**GIVEN INFORMATION**.
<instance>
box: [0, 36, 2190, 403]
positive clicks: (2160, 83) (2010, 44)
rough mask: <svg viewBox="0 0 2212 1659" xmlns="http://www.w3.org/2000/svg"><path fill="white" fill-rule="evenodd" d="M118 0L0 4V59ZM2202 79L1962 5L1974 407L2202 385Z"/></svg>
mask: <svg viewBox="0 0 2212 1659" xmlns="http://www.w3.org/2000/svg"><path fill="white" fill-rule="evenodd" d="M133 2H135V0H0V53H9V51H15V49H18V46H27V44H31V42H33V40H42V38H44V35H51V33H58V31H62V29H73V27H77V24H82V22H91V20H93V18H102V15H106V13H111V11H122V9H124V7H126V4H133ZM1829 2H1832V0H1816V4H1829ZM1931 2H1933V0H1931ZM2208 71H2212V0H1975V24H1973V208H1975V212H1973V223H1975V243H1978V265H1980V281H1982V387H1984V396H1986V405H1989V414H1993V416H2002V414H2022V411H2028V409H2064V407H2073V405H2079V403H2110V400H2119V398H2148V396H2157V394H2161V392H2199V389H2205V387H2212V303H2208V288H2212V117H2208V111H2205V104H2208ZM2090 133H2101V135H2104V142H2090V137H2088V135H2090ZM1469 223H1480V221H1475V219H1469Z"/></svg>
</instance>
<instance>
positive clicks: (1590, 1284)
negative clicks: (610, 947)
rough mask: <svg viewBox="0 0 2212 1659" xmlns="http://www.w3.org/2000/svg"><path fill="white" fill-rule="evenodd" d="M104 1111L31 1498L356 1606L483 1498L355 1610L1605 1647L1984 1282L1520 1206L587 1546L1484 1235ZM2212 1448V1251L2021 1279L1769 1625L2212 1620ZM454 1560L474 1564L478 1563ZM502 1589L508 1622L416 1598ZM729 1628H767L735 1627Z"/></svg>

**WHAT THE TASK REQUIRES**. Transcribe the records above in full, exactly as they stand.

**RESPONSE BOX**.
<instance>
box: [0, 36, 2190, 403]
positive clicks: (2160, 83) (2010, 44)
rough mask: <svg viewBox="0 0 2212 1659" xmlns="http://www.w3.org/2000/svg"><path fill="white" fill-rule="evenodd" d="M118 0L0 4V59ZM2202 79L1962 5L1974 407L2202 385Z"/></svg>
mask: <svg viewBox="0 0 2212 1659" xmlns="http://www.w3.org/2000/svg"><path fill="white" fill-rule="evenodd" d="M133 2H135V0H0V53H9V51H15V49H18V46H27V44H31V42H33V40H42V38H44V35H51V33H58V31H62V29H73V27H77V24H82V22H91V20H93V18H102V15H106V13H111V11H122V9H124V7H126V4H133ZM1829 2H1832V0H1816V4H1829ZM1931 2H1933V0H1931ZM2208 71H2212V0H1975V24H1973V208H1975V212H1973V223H1975V243H1978V265H1980V281H1982V387H1984V396H1986V405H1989V414H1993V416H2002V414H2022V411H2028V409H2064V407H2073V405H2079V403H2110V400H2119V398H2148V396H2157V394H2161V392H2199V389H2205V387H2212V303H2208V288H2212V117H2208V111H2205V104H2208ZM2090 133H2101V135H2104V142H2090V137H2088V135H2090ZM1469 223H1480V221H1475V219H1469Z"/></svg>
</instance>
<instance>
positive clicks: (1590, 1284)
negative clicks: (610, 947)
rough mask: <svg viewBox="0 0 2212 1659" xmlns="http://www.w3.org/2000/svg"><path fill="white" fill-rule="evenodd" d="M104 1111L31 1498L356 1606L483 1498L355 1610L1605 1647L1984 1282L1520 1206L587 1546L1484 1235ZM2212 1448V1251L2021 1279L1769 1625L2212 1620ZM454 1560L474 1564L478 1563ZM502 1589L508 1622L416 1598ZM729 1628H767L735 1627Z"/></svg>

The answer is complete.